* **Records for processing**
--- start ---
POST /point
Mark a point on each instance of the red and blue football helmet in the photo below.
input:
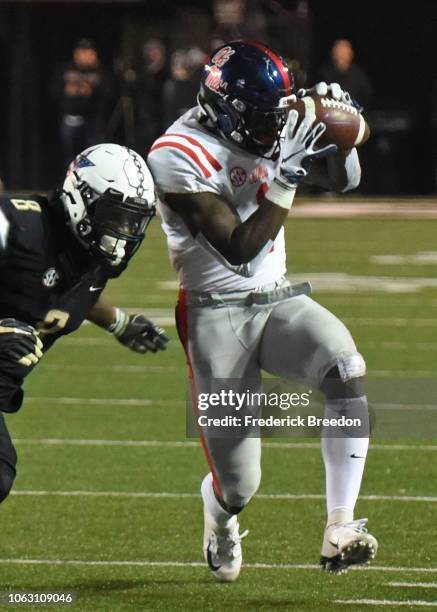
(246, 90)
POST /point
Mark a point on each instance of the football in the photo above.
(345, 125)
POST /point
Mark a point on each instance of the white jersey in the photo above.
(190, 159)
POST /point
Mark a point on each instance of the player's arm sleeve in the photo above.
(177, 168)
(11, 394)
(339, 172)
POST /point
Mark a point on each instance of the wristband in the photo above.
(121, 319)
(281, 194)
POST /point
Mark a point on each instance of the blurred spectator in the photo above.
(237, 19)
(151, 76)
(290, 34)
(180, 90)
(344, 71)
(83, 91)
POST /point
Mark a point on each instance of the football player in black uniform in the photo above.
(56, 255)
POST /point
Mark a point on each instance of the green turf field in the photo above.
(106, 501)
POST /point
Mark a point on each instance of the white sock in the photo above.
(211, 505)
(344, 463)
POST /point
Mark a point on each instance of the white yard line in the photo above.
(146, 368)
(196, 444)
(387, 602)
(168, 495)
(111, 401)
(105, 401)
(182, 564)
(413, 585)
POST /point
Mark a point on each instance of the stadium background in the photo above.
(106, 501)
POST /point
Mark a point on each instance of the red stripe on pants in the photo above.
(182, 326)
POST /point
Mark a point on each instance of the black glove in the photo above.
(141, 335)
(20, 348)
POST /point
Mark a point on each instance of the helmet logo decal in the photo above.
(214, 79)
(83, 162)
(238, 176)
(222, 56)
(259, 173)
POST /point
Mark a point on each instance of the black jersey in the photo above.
(47, 279)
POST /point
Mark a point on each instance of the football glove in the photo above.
(298, 150)
(141, 335)
(4, 227)
(332, 90)
(20, 348)
(297, 154)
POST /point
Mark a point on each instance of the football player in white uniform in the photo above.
(227, 172)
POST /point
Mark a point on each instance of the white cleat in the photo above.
(222, 549)
(346, 544)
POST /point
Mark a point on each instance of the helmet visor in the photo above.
(126, 220)
(265, 128)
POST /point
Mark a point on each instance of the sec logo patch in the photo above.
(238, 176)
(50, 278)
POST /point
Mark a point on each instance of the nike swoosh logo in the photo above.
(212, 567)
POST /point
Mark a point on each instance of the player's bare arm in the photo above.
(213, 217)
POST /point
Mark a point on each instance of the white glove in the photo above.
(4, 227)
(297, 153)
(333, 90)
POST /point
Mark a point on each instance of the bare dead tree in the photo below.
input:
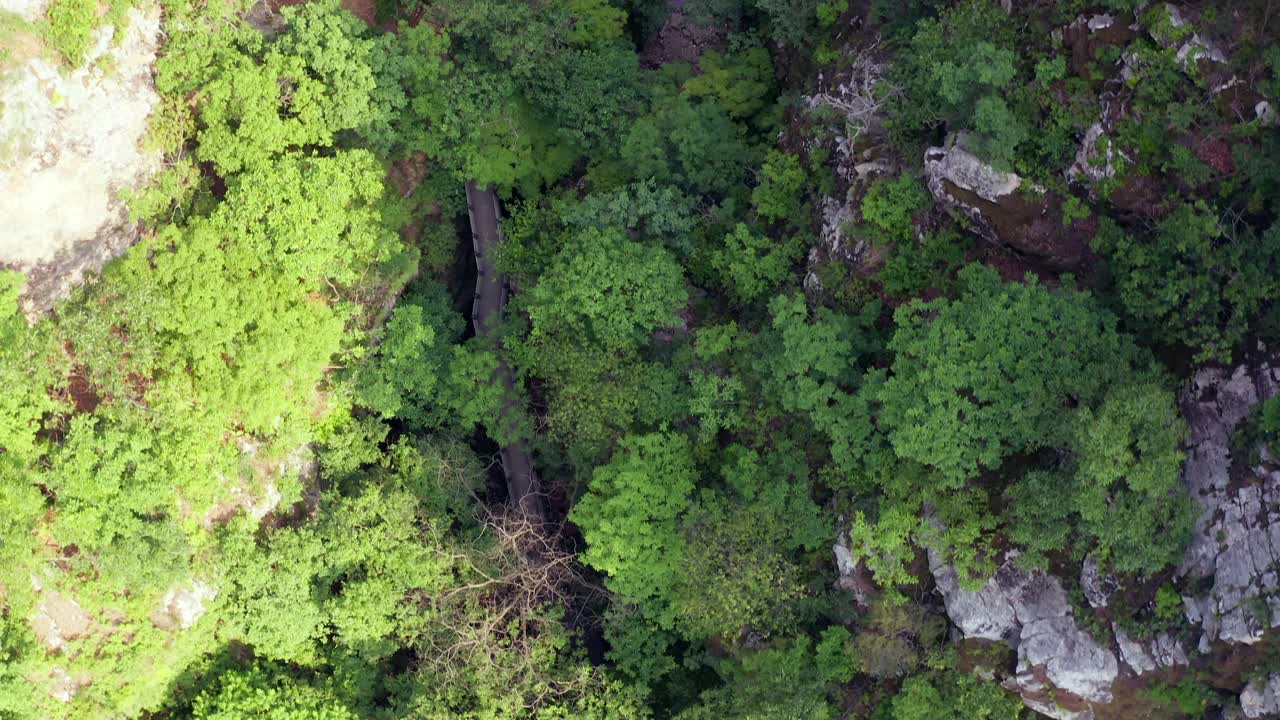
(515, 573)
(862, 96)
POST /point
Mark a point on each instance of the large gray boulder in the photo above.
(1159, 654)
(69, 144)
(1004, 209)
(1261, 698)
(1234, 548)
(1061, 669)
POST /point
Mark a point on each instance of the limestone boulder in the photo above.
(69, 144)
(58, 619)
(1005, 209)
(1063, 671)
(1261, 698)
(1234, 548)
(182, 606)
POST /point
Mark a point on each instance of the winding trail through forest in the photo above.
(490, 297)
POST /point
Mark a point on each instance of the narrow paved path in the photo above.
(490, 297)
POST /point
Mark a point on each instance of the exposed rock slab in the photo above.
(1098, 586)
(69, 142)
(26, 9)
(58, 619)
(1261, 698)
(1004, 209)
(1237, 543)
(1159, 654)
(1029, 610)
(182, 606)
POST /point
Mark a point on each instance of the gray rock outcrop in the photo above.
(1004, 209)
(69, 142)
(1261, 698)
(1061, 670)
(183, 605)
(1234, 548)
(58, 619)
(1098, 586)
(1159, 654)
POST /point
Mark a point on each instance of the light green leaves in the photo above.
(630, 515)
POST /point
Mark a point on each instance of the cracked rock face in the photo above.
(58, 619)
(1005, 210)
(1098, 587)
(1261, 698)
(1061, 669)
(182, 606)
(69, 142)
(1159, 654)
(1237, 541)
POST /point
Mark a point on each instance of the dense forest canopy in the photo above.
(808, 318)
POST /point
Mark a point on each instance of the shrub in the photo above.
(71, 28)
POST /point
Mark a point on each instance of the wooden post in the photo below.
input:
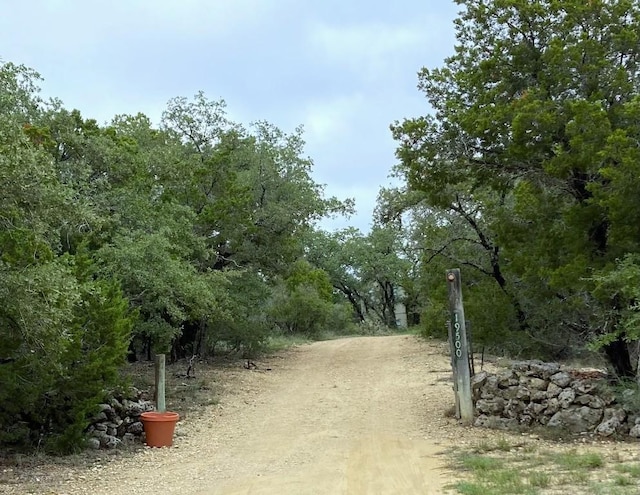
(459, 348)
(160, 381)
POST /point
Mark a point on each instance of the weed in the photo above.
(480, 463)
(632, 470)
(539, 479)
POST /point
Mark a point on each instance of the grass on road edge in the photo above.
(505, 468)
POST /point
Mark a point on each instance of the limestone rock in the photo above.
(566, 397)
(562, 379)
(490, 406)
(553, 390)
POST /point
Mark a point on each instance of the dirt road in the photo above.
(350, 416)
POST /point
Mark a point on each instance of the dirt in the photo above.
(366, 415)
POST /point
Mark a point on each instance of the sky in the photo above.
(343, 69)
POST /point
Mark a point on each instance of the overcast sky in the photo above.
(344, 69)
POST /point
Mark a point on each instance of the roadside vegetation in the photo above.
(507, 467)
(197, 236)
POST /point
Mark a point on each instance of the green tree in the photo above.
(539, 106)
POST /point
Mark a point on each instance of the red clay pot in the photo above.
(159, 427)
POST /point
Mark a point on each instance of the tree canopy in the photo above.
(532, 149)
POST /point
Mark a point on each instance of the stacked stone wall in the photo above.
(119, 420)
(536, 393)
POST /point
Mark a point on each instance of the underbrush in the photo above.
(505, 467)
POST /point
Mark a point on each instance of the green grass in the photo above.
(503, 467)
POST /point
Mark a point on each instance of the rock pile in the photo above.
(119, 420)
(536, 393)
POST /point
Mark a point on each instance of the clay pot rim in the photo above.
(159, 416)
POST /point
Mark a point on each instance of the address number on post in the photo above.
(457, 338)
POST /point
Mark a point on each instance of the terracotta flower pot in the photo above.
(159, 427)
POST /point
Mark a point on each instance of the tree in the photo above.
(63, 333)
(540, 106)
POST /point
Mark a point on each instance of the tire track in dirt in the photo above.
(356, 416)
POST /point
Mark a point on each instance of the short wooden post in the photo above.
(459, 348)
(160, 381)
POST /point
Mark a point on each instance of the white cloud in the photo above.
(325, 120)
(368, 47)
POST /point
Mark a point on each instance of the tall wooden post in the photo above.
(160, 381)
(459, 348)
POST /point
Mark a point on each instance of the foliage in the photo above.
(531, 156)
(130, 239)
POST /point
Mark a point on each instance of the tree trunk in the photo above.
(617, 353)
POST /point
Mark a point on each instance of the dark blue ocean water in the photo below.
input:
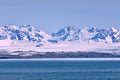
(59, 70)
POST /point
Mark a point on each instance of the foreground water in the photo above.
(59, 70)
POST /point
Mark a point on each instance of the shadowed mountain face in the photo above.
(22, 33)
(29, 33)
(108, 35)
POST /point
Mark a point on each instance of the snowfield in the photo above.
(27, 41)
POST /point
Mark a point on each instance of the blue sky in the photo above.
(50, 15)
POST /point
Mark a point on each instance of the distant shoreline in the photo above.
(65, 59)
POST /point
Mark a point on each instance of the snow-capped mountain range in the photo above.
(69, 39)
(67, 34)
(108, 35)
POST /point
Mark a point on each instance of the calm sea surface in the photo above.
(59, 70)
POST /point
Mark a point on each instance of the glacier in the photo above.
(25, 40)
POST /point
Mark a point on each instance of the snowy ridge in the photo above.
(108, 35)
(27, 41)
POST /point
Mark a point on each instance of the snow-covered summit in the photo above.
(106, 35)
(23, 33)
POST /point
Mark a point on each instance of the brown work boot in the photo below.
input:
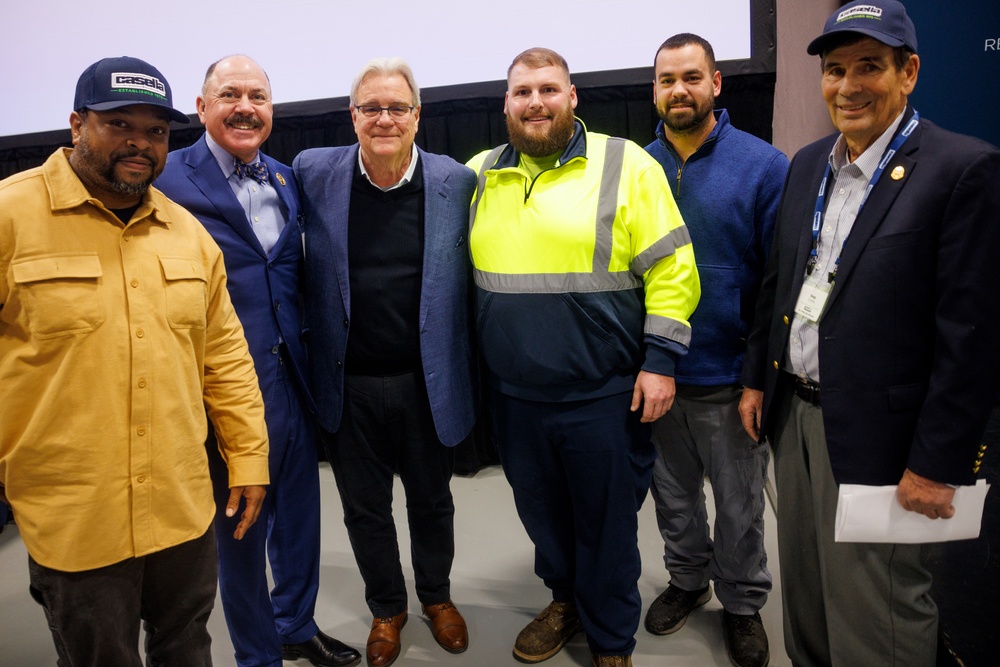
(547, 633)
(383, 640)
(448, 626)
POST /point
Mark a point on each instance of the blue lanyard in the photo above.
(892, 149)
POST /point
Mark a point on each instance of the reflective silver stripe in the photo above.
(668, 328)
(607, 202)
(491, 159)
(665, 247)
(556, 283)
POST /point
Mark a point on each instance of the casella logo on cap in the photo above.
(138, 82)
(860, 12)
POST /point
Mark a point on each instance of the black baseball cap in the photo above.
(883, 20)
(117, 82)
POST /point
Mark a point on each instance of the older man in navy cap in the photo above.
(874, 357)
(116, 333)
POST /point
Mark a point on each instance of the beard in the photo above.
(101, 171)
(533, 144)
(690, 120)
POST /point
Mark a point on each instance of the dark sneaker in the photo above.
(547, 633)
(669, 611)
(746, 640)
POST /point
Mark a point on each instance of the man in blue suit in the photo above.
(387, 299)
(249, 204)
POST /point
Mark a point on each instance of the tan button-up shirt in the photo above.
(114, 339)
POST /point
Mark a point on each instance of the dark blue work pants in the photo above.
(579, 471)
--- end ---
* **Goal of the exercise**
How many lines of the listing contain the word "wooden"? Reply with the number only.

* **Answer to the exercise**
3